▶ **RECORDED DATA**:
☆ ☆ ☆ ☆ ☆

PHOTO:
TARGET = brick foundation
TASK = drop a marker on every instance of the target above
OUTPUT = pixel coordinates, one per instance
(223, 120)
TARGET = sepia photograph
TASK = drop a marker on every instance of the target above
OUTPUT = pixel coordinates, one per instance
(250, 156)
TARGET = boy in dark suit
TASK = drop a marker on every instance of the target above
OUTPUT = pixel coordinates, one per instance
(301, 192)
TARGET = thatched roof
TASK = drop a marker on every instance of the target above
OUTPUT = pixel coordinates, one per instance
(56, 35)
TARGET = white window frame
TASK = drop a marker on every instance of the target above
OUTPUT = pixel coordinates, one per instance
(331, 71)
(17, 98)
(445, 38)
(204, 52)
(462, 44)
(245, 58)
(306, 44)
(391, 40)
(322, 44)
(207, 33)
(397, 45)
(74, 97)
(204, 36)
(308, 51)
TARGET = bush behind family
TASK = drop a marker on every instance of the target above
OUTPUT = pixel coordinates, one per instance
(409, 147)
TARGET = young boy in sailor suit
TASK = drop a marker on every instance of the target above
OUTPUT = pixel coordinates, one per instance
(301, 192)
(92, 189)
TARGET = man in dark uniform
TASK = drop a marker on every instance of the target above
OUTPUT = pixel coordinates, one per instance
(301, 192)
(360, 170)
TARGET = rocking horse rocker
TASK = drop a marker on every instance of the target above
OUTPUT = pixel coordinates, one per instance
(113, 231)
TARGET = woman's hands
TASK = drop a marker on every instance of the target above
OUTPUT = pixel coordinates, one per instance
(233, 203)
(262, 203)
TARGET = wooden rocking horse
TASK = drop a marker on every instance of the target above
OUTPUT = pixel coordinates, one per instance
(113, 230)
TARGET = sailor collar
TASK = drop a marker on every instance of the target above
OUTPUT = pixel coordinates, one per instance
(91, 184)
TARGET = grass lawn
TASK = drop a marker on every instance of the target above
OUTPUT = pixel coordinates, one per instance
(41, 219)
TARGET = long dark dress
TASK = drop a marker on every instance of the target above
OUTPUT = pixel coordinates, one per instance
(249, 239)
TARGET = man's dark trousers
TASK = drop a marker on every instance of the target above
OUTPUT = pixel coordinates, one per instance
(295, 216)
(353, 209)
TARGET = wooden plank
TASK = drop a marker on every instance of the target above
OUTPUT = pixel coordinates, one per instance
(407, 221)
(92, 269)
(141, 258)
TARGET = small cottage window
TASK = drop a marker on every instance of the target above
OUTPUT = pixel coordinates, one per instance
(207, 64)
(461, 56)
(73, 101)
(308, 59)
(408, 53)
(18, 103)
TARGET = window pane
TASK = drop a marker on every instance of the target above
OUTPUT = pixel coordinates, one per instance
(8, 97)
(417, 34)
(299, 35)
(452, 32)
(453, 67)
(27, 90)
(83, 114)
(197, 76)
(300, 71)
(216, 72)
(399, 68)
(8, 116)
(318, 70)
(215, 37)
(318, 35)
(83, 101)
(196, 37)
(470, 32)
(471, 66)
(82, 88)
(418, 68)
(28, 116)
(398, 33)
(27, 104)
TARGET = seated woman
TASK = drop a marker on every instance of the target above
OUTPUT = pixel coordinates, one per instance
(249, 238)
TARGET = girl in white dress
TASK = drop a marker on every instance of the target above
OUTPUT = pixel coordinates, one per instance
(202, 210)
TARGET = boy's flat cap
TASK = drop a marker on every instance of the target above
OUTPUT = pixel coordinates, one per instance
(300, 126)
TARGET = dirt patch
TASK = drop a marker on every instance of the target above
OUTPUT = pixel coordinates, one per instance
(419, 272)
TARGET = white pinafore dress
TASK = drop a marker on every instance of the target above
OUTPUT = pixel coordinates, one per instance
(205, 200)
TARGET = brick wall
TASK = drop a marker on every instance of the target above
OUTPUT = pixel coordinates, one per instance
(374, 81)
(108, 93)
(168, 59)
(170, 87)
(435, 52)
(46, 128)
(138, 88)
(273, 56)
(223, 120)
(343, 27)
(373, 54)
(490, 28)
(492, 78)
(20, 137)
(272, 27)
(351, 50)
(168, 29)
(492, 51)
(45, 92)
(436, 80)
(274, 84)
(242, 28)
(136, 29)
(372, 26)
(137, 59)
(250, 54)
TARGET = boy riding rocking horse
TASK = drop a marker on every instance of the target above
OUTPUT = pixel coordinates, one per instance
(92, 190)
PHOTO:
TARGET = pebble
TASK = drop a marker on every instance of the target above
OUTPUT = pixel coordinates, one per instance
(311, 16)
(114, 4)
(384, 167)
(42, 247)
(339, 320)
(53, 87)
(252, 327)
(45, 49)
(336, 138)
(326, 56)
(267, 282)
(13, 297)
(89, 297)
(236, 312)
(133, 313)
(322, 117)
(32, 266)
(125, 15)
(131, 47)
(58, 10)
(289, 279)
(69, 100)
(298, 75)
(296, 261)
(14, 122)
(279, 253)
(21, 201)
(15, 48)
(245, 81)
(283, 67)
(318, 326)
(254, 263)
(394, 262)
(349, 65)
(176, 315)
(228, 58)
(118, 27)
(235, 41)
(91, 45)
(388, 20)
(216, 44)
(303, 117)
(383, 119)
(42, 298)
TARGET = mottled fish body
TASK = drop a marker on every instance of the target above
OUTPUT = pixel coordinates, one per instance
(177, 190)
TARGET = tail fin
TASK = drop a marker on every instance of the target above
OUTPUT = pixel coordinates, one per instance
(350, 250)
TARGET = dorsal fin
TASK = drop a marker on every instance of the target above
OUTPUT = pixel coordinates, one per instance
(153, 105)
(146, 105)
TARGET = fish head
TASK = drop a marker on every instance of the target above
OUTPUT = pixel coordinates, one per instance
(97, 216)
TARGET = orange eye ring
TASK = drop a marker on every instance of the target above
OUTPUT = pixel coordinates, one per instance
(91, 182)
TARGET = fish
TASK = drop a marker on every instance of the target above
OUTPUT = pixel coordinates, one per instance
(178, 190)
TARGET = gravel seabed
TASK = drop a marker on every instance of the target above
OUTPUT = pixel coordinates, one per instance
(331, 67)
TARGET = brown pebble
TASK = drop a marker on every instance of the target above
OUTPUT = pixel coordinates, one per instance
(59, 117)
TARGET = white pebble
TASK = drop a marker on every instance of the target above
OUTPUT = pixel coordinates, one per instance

☆ ☆ ☆ ☆ ☆

▶ **EXERCISE BRIEF**: Can you reproduce the records starting at the line that has "TARGET = boy riding rocking horse" and continuing through the end of the records, substituting "stone" for "pebble" wherever it occurs and changing nothing else?

▶ **REPLY**:
TARGET = boy riding rocking horse
TASK = drop a marker on every instance of the target above
OUTPUT = pixel coordinates, one per instance
(92, 190)
PHOTO:
TARGET = stone
TASK = drop a marker on every instance of the target above
OUTPUT = pixel coordinates, one per instance
(311, 16)
(114, 4)
(384, 167)
(42, 247)
(339, 320)
(53, 87)
(252, 327)
(45, 49)
(336, 138)
(326, 56)
(267, 282)
(13, 297)
(89, 297)
(236, 312)
(133, 313)
(322, 117)
(32, 266)
(125, 15)
(131, 47)
(58, 10)
(289, 279)
(69, 100)
(298, 75)
(296, 261)
(14, 122)
(279, 253)
(21, 201)
(15, 48)
(245, 81)
(283, 67)
(318, 326)
(254, 263)
(394, 262)
(349, 65)
(176, 315)
(228, 58)
(118, 27)
(235, 41)
(91, 45)
(388, 20)
(216, 44)
(303, 117)
(383, 119)
(42, 298)
TARGET = mottled fish body
TASK = drop a marker on every instance of the target above
OUTPUT = pixel coordinates, one per instance
(177, 190)
TARGET = tail fin
TASK = drop a marker on every instance of the target above
OUTPUT = pixel coordinates, one per instance
(350, 250)
TARGET = dorsal fin
TASK = drop a marker on every instance of the target above
OUTPUT = pixel coordinates, one per instance
(153, 105)
(146, 105)
TARGET = fish head
TASK = drop a marker on every instance of the target above
OUTPUT = pixel coordinates, one per instance
(97, 216)
TARGET = orange eye ring
TASK = drop a marker on every instance of the target above
OUTPUT = pixel coordinates, one per instance
(91, 182)
TARGET = fish
TASK = drop a marker on every instance of the target above
OUTPUT = pixel coordinates, one per instance
(178, 190)
TARGET = gravel seabed
TASK = drop a marker on every instance of the target above
OUTPUT = pixel coordinates, one per instance
(331, 67)
TARGET = brown stone
TASK = drop a marker on every instance of the target above
OUTPUT = pixel coordinates, one per instance
(59, 117)
TARGET = white stone
TASK = drop a marker on every instance of the target above
OUTPUT = pixel coordinates, one per instance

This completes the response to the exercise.